(WHAT YOU WILL DO): Copy the data below exactly. Any pictures in it should be omitted.
———
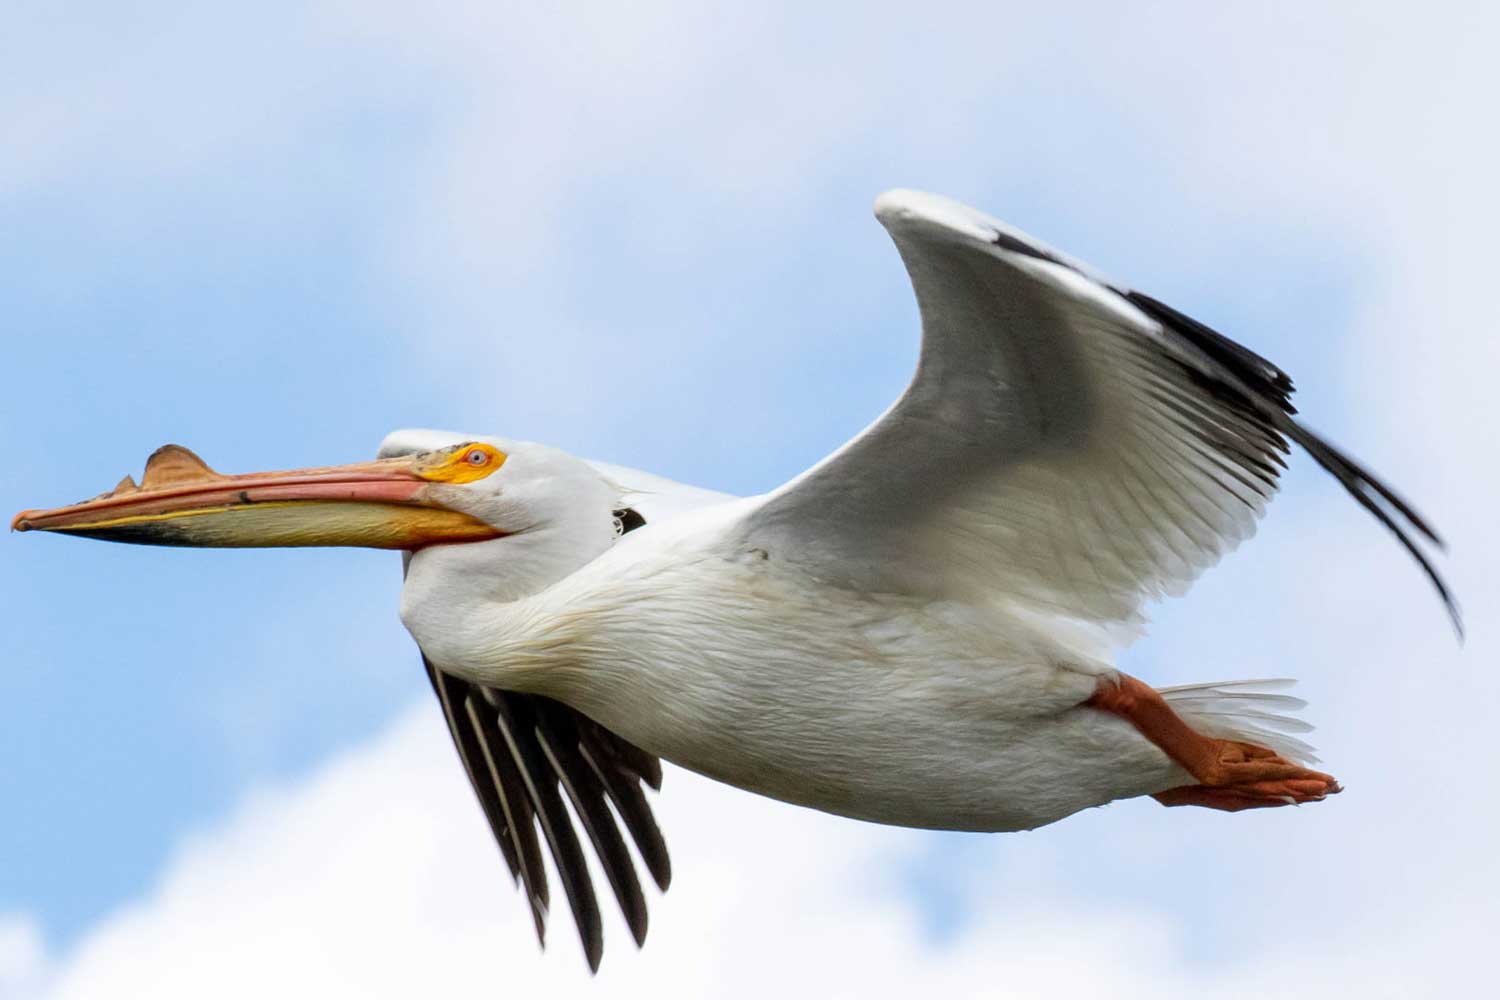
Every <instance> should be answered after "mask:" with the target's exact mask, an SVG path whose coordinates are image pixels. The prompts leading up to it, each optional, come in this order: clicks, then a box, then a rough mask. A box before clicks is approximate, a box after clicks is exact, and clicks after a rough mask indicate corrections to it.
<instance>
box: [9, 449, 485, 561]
mask: <svg viewBox="0 0 1500 1000" xmlns="http://www.w3.org/2000/svg"><path fill="white" fill-rule="evenodd" d="M432 465H434V462H432V457H431V456H407V457H399V459H381V460H377V462H360V463H354V465H336V466H326V468H312V469H290V471H285V472H251V474H243V475H222V474H219V472H214V471H213V469H210V468H208V466H207V465H205V463H204V462H202V459H199V457H198V456H196V454H193V453H192V451H189V450H187V448H183V447H180V445H174V444H169V445H165V447H162V448H157V450H156V453H154V454H151V457H150V459H148V460H147V463H145V474H144V475H142V477H141V483H139V484H136V483H135V480H132V478H130V477H129V475H127V477H124V478H123V480H121V481H120V484H118V486H115V487H114V490H111V492H110V493H104V495H101V496H96V498H93V499H90V501H84V502H80V504H72V505H69V507H57V508H54V510H26V511H21V513H20V514H17V516H15V519H13V520H12V522H10V529H12V531H55V532H62V534H69V535H83V537H86V538H104V540H107V541H130V543H136V544H150V546H205V547H273V546H362V547H371V549H423V547H426V546H432V544H447V543H456V541H483V540H487V538H498V537H499V535H501V534H502V532H499V531H496V529H495V528H492V526H489V525H486V523H484V522H481V520H477V519H474V517H471V516H468V514H463V513H460V511H456V510H450V508H447V507H443V505H441V504H440V502H437V499H435V498H434V496H432V493H434V490H432V489H431V487H432V484H434V483H435V481H444V478H447V477H446V475H444V474H443V471H441V469H443V466H440V468H432Z"/></svg>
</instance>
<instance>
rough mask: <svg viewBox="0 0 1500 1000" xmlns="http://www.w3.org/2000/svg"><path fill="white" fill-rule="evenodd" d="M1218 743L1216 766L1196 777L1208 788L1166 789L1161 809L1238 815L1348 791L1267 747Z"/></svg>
mask: <svg viewBox="0 0 1500 1000" xmlns="http://www.w3.org/2000/svg"><path fill="white" fill-rule="evenodd" d="M1214 742H1215V744H1218V747H1220V753H1218V757H1217V760H1215V763H1214V765H1212V766H1211V768H1209V769H1208V772H1206V774H1205V775H1199V774H1194V775H1193V777H1194V778H1199V780H1200V781H1203V784H1185V786H1181V787H1178V789H1167V790H1166V792H1158V793H1157V795H1154V796H1152V798H1154V799H1157V801H1158V802H1161V804H1163V805H1202V807H1206V808H1211V810H1224V811H1226V813H1238V811H1241V810H1263V808H1268V807H1274V805H1302V804H1304V802H1319V801H1322V799H1325V798H1326V796H1329V795H1338V793H1340V792H1343V790H1344V789H1343V787H1341V786H1340V784H1338V781H1337V780H1335V778H1334V777H1332V775H1326V774H1323V772H1322V771H1308V769H1307V768H1299V766H1298V765H1295V763H1292V762H1290V760H1286V759H1283V757H1278V756H1277V754H1275V753H1272V751H1269V750H1266V748H1265V747H1256V745H1254V744H1239V742H1235V741H1230V739H1218V741H1214Z"/></svg>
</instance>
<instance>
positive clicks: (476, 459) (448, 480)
mask: <svg viewBox="0 0 1500 1000" xmlns="http://www.w3.org/2000/svg"><path fill="white" fill-rule="evenodd" d="M505 457H507V456H505V453H504V451H501V450H499V448H496V447H495V445H490V444H477V442H469V444H460V445H458V447H455V448H450V450H444V451H440V453H435V454H434V456H432V459H431V465H428V466H426V468H423V469H422V471H420V475H422V478H425V480H428V481H431V483H456V484H463V483H477V481H478V480H481V478H484V477H486V475H490V474H492V472H493V471H495V469H498V468H499V466H502V465H504V463H505Z"/></svg>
———
(EXERCISE ANSWER):
Every <instance> should be answered after "mask:" with the target's exact mask, an SVG path whose coordinates are image pixels. The prompts leading up to it, each optional, come in this order: clicks, then a box, then a rough mask. A box before clicks is approximate, a box after clicks is exact, and clicks after a rough mask indicate corrections to it.
<instance>
box: [9, 449, 485, 561]
mask: <svg viewBox="0 0 1500 1000" xmlns="http://www.w3.org/2000/svg"><path fill="white" fill-rule="evenodd" d="M432 465H434V462H432V457H431V456H407V457H399V459H381V460H377V462H360V463H354V465H336V466H326V468H312V469H290V471H285V472H251V474H243V475H222V474H219V472H214V471H213V469H210V468H208V466H207V465H205V463H204V462H202V459H199V457H198V456H196V454H193V453H192V451H189V450H187V448H183V447H180V445H174V444H169V445H165V447H162V448H157V450H156V453H154V454H151V457H150V459H148V460H147V463H145V474H144V475H142V477H141V483H139V484H136V483H135V480H132V478H130V477H129V475H127V477H124V478H123V480H121V481H120V484H118V486H115V487H114V490H111V492H110V493H104V495H101V496H96V498H93V499H90V501H84V502H80V504H72V505H69V507H57V508H54V510H26V511H21V513H20V514H17V516H15V519H13V520H12V522H10V529H12V531H55V532H62V534H69V535H83V537H86V538H104V540H107V541H130V543H136V544H150V546H205V547H273V546H362V547H371V549H423V547H426V546H432V544H447V543H456V541H483V540H487V538H498V537H499V535H501V534H502V532H499V531H496V529H495V528H492V526H489V525H486V523H484V522H481V520H477V519H474V517H471V516H468V514H463V513H460V511H456V510H450V508H447V507H443V505H441V504H440V502H437V499H435V498H434V496H432V493H434V490H432V489H431V487H432V484H434V483H435V481H444V478H447V477H446V475H444V474H443V471H441V469H443V466H440V468H432Z"/></svg>
</instance>
<instance>
rough mask: <svg viewBox="0 0 1500 1000" xmlns="http://www.w3.org/2000/svg"><path fill="white" fill-rule="evenodd" d="M1218 743L1216 766L1196 777L1208 788L1166 789L1161 809L1238 815L1348 791L1267 747Z"/></svg>
mask: <svg viewBox="0 0 1500 1000" xmlns="http://www.w3.org/2000/svg"><path fill="white" fill-rule="evenodd" d="M1214 742H1215V744H1218V747H1220V753H1218V757H1217V760H1215V763H1214V765H1212V766H1211V768H1209V769H1208V772H1206V774H1205V775H1199V774H1194V775H1193V777H1194V778H1199V780H1200V781H1203V784H1185V786H1181V787H1178V789H1167V790H1166V792H1158V793H1157V795H1154V796H1152V798H1154V799H1157V801H1158V802H1161V804H1163V805H1202V807H1206V808H1211V810H1224V811H1226V813H1238V811H1241V810H1263V808H1268V807H1274V805H1302V804H1304V802H1319V801H1322V799H1325V798H1326V796H1329V795H1338V793H1340V792H1343V790H1344V789H1343V787H1341V786H1340V784H1338V781H1337V780H1335V778H1334V777H1332V775H1326V774H1323V772H1322V771H1308V769H1307V768H1299V766H1298V765H1295V763H1292V762H1290V760H1286V759H1283V757H1278V756H1277V754H1275V753H1272V751H1269V750H1266V748H1265V747H1256V745H1254V744H1239V742H1235V741H1230V739H1218V741H1214Z"/></svg>
</instance>
<instance>
positive clicks: (476, 459) (448, 480)
mask: <svg viewBox="0 0 1500 1000" xmlns="http://www.w3.org/2000/svg"><path fill="white" fill-rule="evenodd" d="M505 457H507V456H505V453H504V451H501V450H499V448H496V447H495V445H490V444H477V442H469V444H460V445H458V447H455V448H450V450H444V451H440V453H435V454H434V456H432V459H431V465H428V466H426V468H423V469H422V471H420V475H422V478H425V480H428V481H431V483H456V484H463V483H477V481H478V480H481V478H484V477H486V475H490V474H492V472H493V471H495V469H498V468H499V466H502V465H504V463H505Z"/></svg>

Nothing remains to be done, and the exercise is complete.